**Data for review**
####################
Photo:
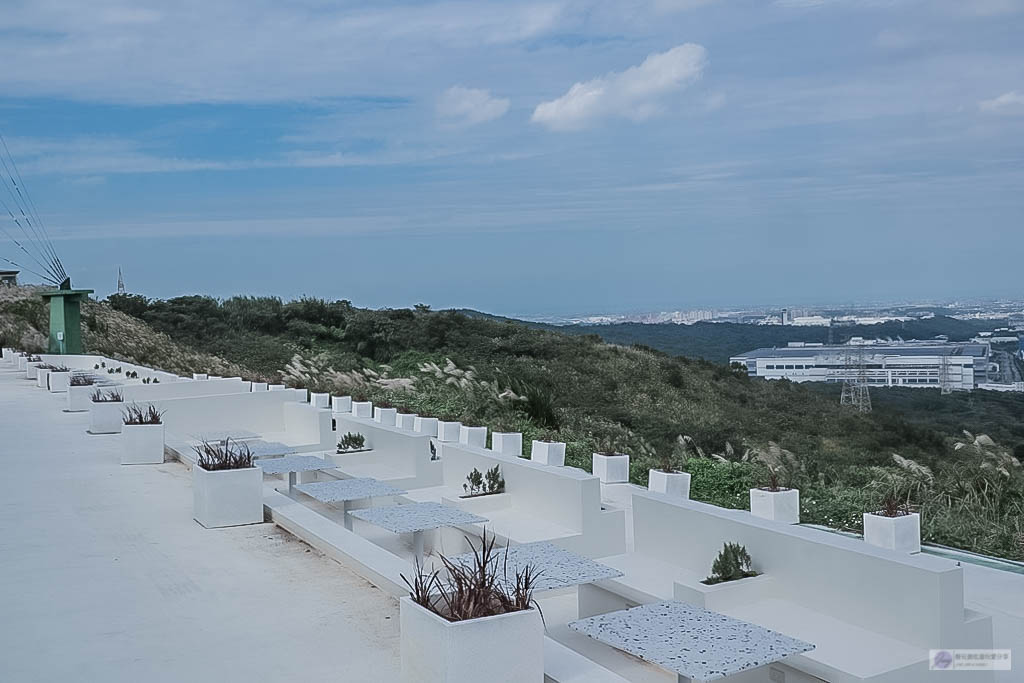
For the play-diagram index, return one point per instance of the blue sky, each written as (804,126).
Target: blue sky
(549,157)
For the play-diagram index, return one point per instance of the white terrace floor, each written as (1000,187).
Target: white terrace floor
(105,577)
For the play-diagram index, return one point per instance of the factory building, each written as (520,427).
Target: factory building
(960,366)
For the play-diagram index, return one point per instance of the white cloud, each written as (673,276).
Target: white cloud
(467,107)
(1008,102)
(636,93)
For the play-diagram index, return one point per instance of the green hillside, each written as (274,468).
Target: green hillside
(584,391)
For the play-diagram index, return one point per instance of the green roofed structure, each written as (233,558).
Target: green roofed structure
(66,317)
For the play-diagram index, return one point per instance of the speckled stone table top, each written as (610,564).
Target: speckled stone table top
(416,517)
(348,489)
(259,447)
(221,434)
(555,567)
(293,464)
(696,643)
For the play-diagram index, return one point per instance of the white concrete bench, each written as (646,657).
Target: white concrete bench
(562,665)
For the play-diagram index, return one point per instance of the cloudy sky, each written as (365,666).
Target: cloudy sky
(545,157)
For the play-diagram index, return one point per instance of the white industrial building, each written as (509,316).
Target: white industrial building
(961,366)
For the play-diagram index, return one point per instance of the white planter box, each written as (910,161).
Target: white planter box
(143,444)
(611,469)
(781,506)
(670,483)
(548,453)
(899,534)
(507,648)
(59,382)
(422,425)
(507,443)
(476,436)
(80,398)
(105,417)
(449,431)
(227,498)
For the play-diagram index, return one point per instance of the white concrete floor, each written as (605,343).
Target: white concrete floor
(105,577)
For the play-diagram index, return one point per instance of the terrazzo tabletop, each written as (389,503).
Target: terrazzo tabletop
(696,643)
(555,567)
(416,517)
(294,464)
(341,491)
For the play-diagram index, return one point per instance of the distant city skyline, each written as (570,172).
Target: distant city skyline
(526,159)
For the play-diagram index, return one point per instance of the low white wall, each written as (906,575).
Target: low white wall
(918,599)
(563,496)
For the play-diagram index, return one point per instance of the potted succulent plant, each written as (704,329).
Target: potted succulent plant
(475,436)
(104,414)
(423,425)
(894,525)
(385,414)
(227,487)
(142,435)
(361,408)
(351,442)
(445,625)
(548,452)
(667,479)
(609,465)
(773,501)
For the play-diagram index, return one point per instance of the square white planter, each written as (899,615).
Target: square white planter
(548,453)
(58,382)
(670,483)
(142,444)
(781,506)
(449,431)
(422,425)
(611,469)
(80,398)
(227,498)
(507,648)
(507,443)
(900,534)
(476,436)
(105,417)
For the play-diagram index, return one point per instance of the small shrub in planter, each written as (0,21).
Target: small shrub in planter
(104,414)
(732,563)
(773,501)
(894,525)
(483,484)
(142,435)
(351,441)
(227,487)
(448,624)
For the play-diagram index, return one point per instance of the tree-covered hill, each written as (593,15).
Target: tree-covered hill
(582,390)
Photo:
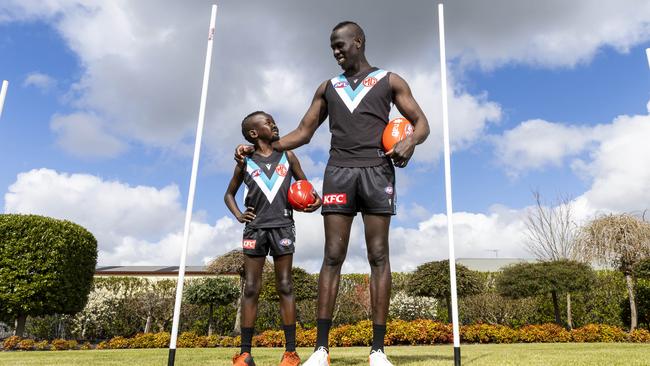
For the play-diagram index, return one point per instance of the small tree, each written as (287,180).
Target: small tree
(432,279)
(551,235)
(46,267)
(524,280)
(620,241)
(211,291)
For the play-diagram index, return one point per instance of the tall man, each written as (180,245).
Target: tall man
(359,176)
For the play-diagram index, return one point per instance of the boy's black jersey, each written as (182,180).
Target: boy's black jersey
(358,111)
(267,180)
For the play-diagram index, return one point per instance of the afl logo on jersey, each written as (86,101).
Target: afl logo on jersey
(281,170)
(369,82)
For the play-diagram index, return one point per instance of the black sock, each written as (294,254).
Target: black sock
(322,332)
(290,337)
(246,339)
(378,333)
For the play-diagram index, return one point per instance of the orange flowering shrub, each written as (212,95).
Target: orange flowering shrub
(546,333)
(599,333)
(488,333)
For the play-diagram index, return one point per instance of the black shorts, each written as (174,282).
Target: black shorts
(276,241)
(368,190)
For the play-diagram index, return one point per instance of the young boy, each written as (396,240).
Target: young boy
(269,228)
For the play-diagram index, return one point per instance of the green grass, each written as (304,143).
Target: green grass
(548,354)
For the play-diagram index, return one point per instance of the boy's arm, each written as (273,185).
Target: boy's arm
(231,191)
(298,174)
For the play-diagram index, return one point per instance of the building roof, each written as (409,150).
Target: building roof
(149,271)
(491,264)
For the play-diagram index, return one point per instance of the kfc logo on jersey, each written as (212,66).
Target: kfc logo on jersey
(370,81)
(249,243)
(335,199)
(281,170)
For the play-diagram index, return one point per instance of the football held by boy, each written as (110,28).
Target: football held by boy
(269,229)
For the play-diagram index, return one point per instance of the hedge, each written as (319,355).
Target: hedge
(398,332)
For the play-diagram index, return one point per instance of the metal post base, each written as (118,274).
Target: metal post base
(172,356)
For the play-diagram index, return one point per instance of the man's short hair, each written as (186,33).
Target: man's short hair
(357,29)
(246,124)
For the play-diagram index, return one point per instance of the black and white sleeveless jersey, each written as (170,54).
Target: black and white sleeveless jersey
(358,111)
(267,181)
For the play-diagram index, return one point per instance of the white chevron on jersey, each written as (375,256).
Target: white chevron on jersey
(350,97)
(269,187)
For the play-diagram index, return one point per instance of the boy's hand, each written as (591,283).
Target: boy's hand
(247,216)
(314,206)
(241,151)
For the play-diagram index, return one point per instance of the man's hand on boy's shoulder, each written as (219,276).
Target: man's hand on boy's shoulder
(314,206)
(241,151)
(247,216)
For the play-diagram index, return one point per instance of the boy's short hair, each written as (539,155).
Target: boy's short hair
(246,124)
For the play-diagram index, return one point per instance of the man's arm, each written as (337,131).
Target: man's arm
(316,114)
(231,191)
(409,108)
(298,174)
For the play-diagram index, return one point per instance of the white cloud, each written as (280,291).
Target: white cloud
(84,135)
(544,33)
(143,225)
(535,144)
(39,80)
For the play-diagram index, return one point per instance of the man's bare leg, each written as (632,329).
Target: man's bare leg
(337,236)
(376,232)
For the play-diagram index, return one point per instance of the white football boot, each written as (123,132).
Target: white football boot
(378,358)
(320,357)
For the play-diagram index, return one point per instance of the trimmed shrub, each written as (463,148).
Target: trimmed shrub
(359,334)
(42,345)
(305,337)
(25,345)
(191,340)
(545,333)
(640,336)
(488,333)
(598,333)
(118,342)
(269,338)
####################
**Task objective**
What is needed is a verbatim transcription of the records, minus the pictures.

**Reply to the exercise**
Photo:
For the play-diagram index, return one point per instance of the blue sky, each written as (804,126).
Target: blue sky
(549,157)
For the play-diagram index, return one point per instance of the white terrace floor, each written as (1000,187).
Target: white terrace floor
(105,577)
For the play-diagram index, return one point per instance of the factory building, each written as (520,427).
Target: factory building
(960,366)
For the play-diagram index, return one point per instance of the white cloud, each written as (673,276).
Target: white cloud
(467,107)
(1008,102)
(636,93)
For the play-diagram index, return one point per instance of the green hillside, each written as (274,468).
Target: green hillside
(584,391)
For the play-diagram index, return one point per instance of the green roofed structure, each written as (233,558).
Target: green roofed structure
(66,317)
For the play-diagram index, return one point per instance of the speckled stone table top, each written as (610,564).
Target: speckled stone table top
(416,517)
(348,489)
(259,447)
(221,434)
(555,567)
(293,464)
(696,643)
For the play-diagram index, return one point per instance of the white concrete bench, each written as (646,657).
Target: white concrete bench
(562,665)
For the play-diagram index, return one point per instance of the cloudy sky, each written as (365,666).
Target: cloudy sky
(545,157)
For the play-diagram index, return one point per instance of the white industrial building, each written as (509,316).
Target: white industrial building
(961,366)
For the play-diagram index, return one point per instance of the white planter box, each written as (910,161).
Target: white planter box
(143,444)
(611,469)
(781,506)
(670,483)
(548,453)
(899,534)
(507,648)
(59,382)
(422,425)
(507,443)
(476,436)
(80,398)
(105,417)
(449,431)
(227,498)
For the play-diagram index, return one point per instance of the white concrete floor, each written as (605,343).
Target: white concrete floor
(105,577)
For the play-diagram index, return one point per instance of the terrazzo tabletop, each written as (389,503).
Target: terrazzo tabletop
(696,643)
(555,567)
(416,517)
(294,464)
(341,491)
For the play-diagram index, return one point per instance of the distant city skyline, each written as (570,172).
Target: distant city skyline
(526,159)
For the play-diagram index, return one point per instance of the low white wall, each written as (906,575).
Target: low white wall
(918,599)
(563,496)
For the play-diagram index, return one point per instance of the potted succulent plant, each written as (704,329).
Target: potted succulent plant
(475,436)
(104,414)
(423,425)
(894,525)
(385,414)
(227,487)
(142,435)
(361,408)
(351,442)
(445,625)
(548,452)
(667,479)
(609,465)
(773,501)
For the play-diagram index, return one point per instance of the square white planter, each written as (899,615).
Target: square white planter
(548,453)
(58,382)
(670,483)
(142,444)
(781,506)
(449,431)
(422,425)
(611,469)
(80,398)
(227,498)
(507,648)
(507,443)
(900,534)
(476,436)
(105,417)
For the play-diagram index, return one point per instance of the small shrub in planter, each written as (0,21).
Target: small shrub in planter
(104,414)
(732,563)
(773,501)
(894,525)
(483,484)
(142,435)
(351,441)
(227,487)
(448,624)
For the play-diagram index, return one point per instance of the tree-covered hill, each written as (593,15).
Target: tree-covered hill
(582,390)
Photo:
For the play-diagram index, return one point per instance of the small tree, each written as (287,180).
Target: small tree
(432,279)
(551,235)
(46,267)
(524,280)
(620,241)
(211,291)
For the play-diagram index, return one point per instance of the tall man, each written as (180,245).
Target: tall man
(359,176)
For the play-diagram index, return one point per instance of the boy's black jersey, each written as (182,180).
Target: boy's black jersey
(358,111)
(267,180)
For the play-diagram index, return one point per instance of the afl logo on jersey, each written as (86,101).
Target: afl logo on jersey
(281,170)
(369,82)
For the play-diagram index, return one point per instance of the black sock, each written as (294,254).
Target: black sock
(322,332)
(290,337)
(246,339)
(378,333)
For the play-diagram index, return one point per instance of the orange flowering shrub, each written as (212,95).
Target: orange flowering shrub
(546,333)
(599,333)
(488,333)
For the play-diagram index, return one point per instance of the black shorts, each written as (174,282).
Target: black shorts
(276,241)
(368,190)
For the play-diagram index, return one point per instance of the young boy, each written as (396,240).
Target: young boy
(269,228)
For the play-diagram index, return one point per instance of the green grass, each written as (304,143).
Target: green grass
(548,354)
For the play-diagram index, return one point per instance of the boy's arm, each written as (273,185).
Target: boy's arm
(231,191)
(298,174)
For the play-diagram index, return one point per instance of the building roof, each written as (409,150).
Target: building roof
(149,271)
(491,264)
For the play-diagram index, return one point per instance of the kfc logo on jersey, each written as (212,66).
Target: kfc logo on jersey
(370,81)
(249,243)
(335,199)
(281,170)
For the play-diagram index, return one point per instance of the football held by boy, each written as (110,28).
Target: football held by boy
(269,229)
For the play-diagram index, return one point per instance of the hedge, each written as (319,355).
Target: hedge
(398,332)
For the play-diagram index, return one point per instance of the metal post base, each written as (118,274).
Target: metal post base
(172,356)
For the play-diagram index, return one point per instance of the man's short hair, each written as (186,33).
Target: man's short hair
(357,29)
(246,124)
For the play-diagram index, return one point per instance of the black and white sleeveless jersey, each written as (170,54).
Target: black and white sleeveless jersey
(358,111)
(267,181)
For the play-diagram index, return one point per instance of the white chevron on jersey, each written as (375,256).
Target: white chevron on jersey
(350,97)
(269,187)
For the play-diagram index, return one point per instance of the boy's hand, each written as (591,283).
Target: boy's hand
(247,216)
(314,206)
(241,151)
For the play-diagram index, return one point per instance of the man's hand on boy's shoulder, each written as (219,276).
Target: man's hand on boy's shoulder
(314,206)
(241,151)
(247,216)
For the play-diagram index, return one point per instance of the boy's short hair, each written as (539,155).
Target: boy's short hair
(246,124)
For the play-diagram index, return one point per instance of the man's arm, each written as (337,131).
Target: man's arm
(316,114)
(231,191)
(409,108)
(298,174)
For the play-diagram index, return one point per instance of the white cloud, each written as (280,291).
Target: white cloud
(84,135)
(544,33)
(143,225)
(535,144)
(39,80)
For the play-diagram index, return one point per instance of the man's bare leg, each written as (632,329).
Target: man's bare leg
(337,236)
(376,232)
For the play-diagram index, return one point per instance of the white football boot, each written as (123,132).
Target: white football boot
(378,358)
(320,357)
For the play-diagram index, return one point per instance of the trimmed shrub, each written as (463,148).
Target: trimmed shrub
(359,334)
(42,345)
(305,337)
(25,345)
(191,340)
(545,333)
(640,336)
(488,333)
(598,333)
(118,342)
(269,338)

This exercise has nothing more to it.